[Directions for this task]:
Retype all of the entries below word for word, leaving out any pictures.

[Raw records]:
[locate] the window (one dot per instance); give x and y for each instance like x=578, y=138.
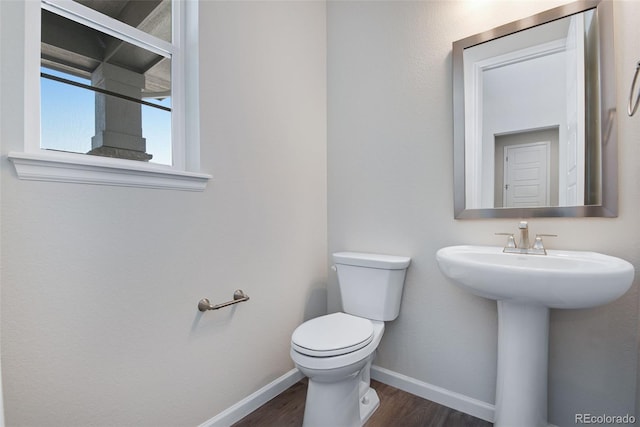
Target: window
x=112, y=99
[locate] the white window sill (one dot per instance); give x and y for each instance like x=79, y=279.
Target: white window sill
x=85, y=169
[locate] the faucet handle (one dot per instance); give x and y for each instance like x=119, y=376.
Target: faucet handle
x=537, y=244
x=511, y=241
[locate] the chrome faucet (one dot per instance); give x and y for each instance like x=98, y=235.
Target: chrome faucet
x=524, y=246
x=524, y=235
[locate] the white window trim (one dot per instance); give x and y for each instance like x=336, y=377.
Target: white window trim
x=45, y=165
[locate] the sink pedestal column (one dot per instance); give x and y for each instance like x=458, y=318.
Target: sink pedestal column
x=523, y=352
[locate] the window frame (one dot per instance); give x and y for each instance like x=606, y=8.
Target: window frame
x=46, y=165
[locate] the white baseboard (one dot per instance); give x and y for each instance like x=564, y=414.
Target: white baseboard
x=252, y=402
x=442, y=396
x=451, y=399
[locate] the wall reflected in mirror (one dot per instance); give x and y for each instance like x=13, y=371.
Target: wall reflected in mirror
x=528, y=93
x=529, y=114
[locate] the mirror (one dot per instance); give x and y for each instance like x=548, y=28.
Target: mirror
x=534, y=117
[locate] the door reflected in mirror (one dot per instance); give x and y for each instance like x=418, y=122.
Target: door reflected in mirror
x=530, y=118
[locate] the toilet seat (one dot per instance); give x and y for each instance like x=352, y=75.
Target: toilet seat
x=332, y=335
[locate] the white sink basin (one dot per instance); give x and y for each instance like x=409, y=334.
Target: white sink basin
x=560, y=279
x=525, y=287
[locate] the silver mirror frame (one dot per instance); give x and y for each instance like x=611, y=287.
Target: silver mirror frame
x=609, y=197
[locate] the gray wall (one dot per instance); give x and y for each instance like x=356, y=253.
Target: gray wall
x=390, y=190
x=100, y=284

[Reply to the exercise]:
[locate] the window (one dot per instance); give x and y for each instance like x=578, y=138.
Target: window
x=112, y=99
[locate] the white window sill (one dot per instance); give x and y for each instance like x=79, y=279.
Target: white window sill
x=85, y=169
[locate] the faucet handle (one dot per instance); give x and y for each instance like x=119, y=376.
Target: faucet handle
x=537, y=244
x=511, y=241
[locate] the chrome faucet (one dot per instance); give x and y for each instance like x=98, y=235.
Target: chrome faucet
x=524, y=246
x=524, y=235
[locate] the white window trim (one dot per instance); give x and y for each instance like x=336, y=377.
Target: white window trim
x=45, y=165
[locate] the sink pedestal column (one dot per instance); give x and y for each instance like x=458, y=318.
Target: sink pedestal column
x=523, y=352
[locate] the window frame (one dot per instance); give x and y for each instance like x=606, y=8.
Target: window frame
x=46, y=165
[locate] the white baseboard (one dot per instance); give x and y for each instance like x=564, y=414.
Target: white baseboard
x=252, y=402
x=442, y=396
x=451, y=399
[locate] the wall reflected in mirror (one dot per instance); give x and y for each instance like x=13, y=371.
Target: wall reflected in mirror
x=528, y=93
x=529, y=114
[locate] the mirror (one dot per instance); give x and y for each instance like x=548, y=28.
Target: mirror
x=534, y=117
[locate] the door reflected in mirror (one dot per instance); give x and y for each instance like x=418, y=122.
Target: door reflected in mirror
x=530, y=118
[locate] the toilet seat (one dot per instance); give x and y for each instance like x=352, y=75.
Target: toilet seat
x=332, y=335
[locate] the white sink basin (one dot per instance); give x and y for each instance like x=409, y=334.
Target: white sink basin
x=560, y=279
x=525, y=287
[locate] the silver mirror frame (one dot per instance); give x and y for each instance like x=611, y=287.
Target: silver mirror frame
x=609, y=197
[locate] the gray wall (one dot per instance); give x and y for each instance like x=356, y=253.
Target: gray wall
x=390, y=190
x=100, y=284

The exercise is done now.